--- Begin ---

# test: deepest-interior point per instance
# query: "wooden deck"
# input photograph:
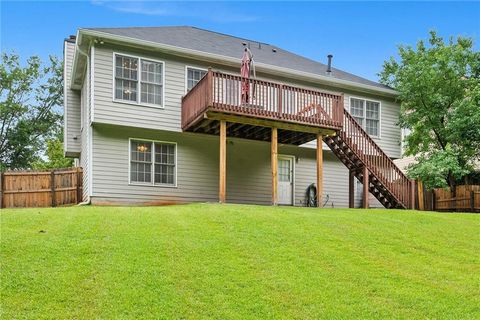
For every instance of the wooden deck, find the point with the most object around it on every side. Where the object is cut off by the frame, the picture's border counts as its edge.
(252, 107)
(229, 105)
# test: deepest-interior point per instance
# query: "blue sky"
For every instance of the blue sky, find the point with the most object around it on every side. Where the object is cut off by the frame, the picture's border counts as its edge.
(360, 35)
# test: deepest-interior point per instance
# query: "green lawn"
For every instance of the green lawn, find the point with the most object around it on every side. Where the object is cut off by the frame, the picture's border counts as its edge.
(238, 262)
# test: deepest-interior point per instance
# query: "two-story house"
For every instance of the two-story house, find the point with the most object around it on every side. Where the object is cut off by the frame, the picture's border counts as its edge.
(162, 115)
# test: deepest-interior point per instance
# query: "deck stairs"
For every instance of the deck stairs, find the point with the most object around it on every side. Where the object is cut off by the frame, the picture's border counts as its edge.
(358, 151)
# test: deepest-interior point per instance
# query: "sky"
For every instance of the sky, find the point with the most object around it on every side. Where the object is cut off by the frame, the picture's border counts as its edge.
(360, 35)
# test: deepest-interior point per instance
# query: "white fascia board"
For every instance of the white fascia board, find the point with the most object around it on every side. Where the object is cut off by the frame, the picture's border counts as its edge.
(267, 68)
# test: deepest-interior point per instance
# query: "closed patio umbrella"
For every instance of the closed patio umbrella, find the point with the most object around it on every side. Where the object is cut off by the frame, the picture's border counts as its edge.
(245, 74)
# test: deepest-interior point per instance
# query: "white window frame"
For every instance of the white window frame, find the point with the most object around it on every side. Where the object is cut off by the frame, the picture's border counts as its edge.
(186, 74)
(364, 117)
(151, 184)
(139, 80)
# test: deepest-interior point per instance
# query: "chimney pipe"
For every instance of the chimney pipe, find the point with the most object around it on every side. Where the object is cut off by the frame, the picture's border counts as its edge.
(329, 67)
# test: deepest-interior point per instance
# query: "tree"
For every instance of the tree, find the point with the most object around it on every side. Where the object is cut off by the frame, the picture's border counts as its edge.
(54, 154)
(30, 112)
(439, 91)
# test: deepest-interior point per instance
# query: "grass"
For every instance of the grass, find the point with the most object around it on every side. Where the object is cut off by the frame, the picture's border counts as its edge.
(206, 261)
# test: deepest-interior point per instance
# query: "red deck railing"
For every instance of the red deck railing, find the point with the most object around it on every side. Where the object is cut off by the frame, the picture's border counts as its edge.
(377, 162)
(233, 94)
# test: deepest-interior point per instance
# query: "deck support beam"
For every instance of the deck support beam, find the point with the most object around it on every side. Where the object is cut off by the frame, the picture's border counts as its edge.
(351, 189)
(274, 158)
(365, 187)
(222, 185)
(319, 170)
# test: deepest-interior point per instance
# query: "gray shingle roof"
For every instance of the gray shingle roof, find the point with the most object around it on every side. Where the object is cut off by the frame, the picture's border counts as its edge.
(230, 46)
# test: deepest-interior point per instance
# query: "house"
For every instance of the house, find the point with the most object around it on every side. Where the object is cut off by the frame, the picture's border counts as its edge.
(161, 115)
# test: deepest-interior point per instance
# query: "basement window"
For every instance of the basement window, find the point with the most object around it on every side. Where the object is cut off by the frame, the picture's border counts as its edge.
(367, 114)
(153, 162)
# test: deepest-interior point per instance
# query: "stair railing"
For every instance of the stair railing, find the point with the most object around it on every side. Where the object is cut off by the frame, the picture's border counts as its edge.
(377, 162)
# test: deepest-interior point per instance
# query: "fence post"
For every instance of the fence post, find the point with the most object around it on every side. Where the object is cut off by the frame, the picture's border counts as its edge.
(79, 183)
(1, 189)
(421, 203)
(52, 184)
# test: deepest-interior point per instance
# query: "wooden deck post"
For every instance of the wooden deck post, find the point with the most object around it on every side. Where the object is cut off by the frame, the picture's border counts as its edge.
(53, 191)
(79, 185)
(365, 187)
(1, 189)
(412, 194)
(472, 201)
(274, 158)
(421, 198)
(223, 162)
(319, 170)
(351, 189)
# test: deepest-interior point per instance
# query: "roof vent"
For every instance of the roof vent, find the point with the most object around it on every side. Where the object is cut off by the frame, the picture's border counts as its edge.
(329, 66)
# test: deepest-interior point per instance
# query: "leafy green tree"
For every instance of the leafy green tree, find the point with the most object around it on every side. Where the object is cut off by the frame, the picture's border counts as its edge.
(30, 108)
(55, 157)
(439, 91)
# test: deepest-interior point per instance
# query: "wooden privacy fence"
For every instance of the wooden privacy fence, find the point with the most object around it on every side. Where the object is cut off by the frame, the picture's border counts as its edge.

--- End ---

Gather every line of the records that contains the word "white", and treat uppercase and lowercase as different.

**COMPLETE ANSWER:**
# query: "white fascia board"
For every instance of the white fascia board, find the point with the most object around it on every side. Where the object is cut off by the frame, the picture's border counts as its edge.
# query: "white window frame"
For every instance of the white window frame, find the point with the most object around it on every side. Where the object is cut off by the frame, the picture's border counts as its edge.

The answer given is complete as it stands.